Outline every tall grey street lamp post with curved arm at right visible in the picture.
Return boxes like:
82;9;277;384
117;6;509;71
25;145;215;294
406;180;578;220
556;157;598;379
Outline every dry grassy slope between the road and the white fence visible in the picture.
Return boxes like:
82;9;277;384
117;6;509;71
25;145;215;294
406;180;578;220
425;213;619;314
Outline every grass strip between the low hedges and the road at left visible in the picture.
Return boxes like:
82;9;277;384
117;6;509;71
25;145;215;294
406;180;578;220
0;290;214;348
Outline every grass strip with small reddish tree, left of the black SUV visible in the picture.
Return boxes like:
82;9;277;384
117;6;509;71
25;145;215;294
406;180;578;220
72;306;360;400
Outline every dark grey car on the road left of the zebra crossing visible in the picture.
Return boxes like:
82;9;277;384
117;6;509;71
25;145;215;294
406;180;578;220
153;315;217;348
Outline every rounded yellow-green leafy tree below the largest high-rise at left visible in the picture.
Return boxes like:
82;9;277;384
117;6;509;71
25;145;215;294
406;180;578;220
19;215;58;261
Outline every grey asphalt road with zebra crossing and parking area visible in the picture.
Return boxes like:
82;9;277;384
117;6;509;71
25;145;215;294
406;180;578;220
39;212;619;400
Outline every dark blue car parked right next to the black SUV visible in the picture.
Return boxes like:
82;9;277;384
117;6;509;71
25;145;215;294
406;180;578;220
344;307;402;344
○ ○ ○ ○ ○
# [DIRECTIONS]
Find how many lines contain "between" in the data. Write that number and nothing else.

# [EXERCISE SOLUTION]
2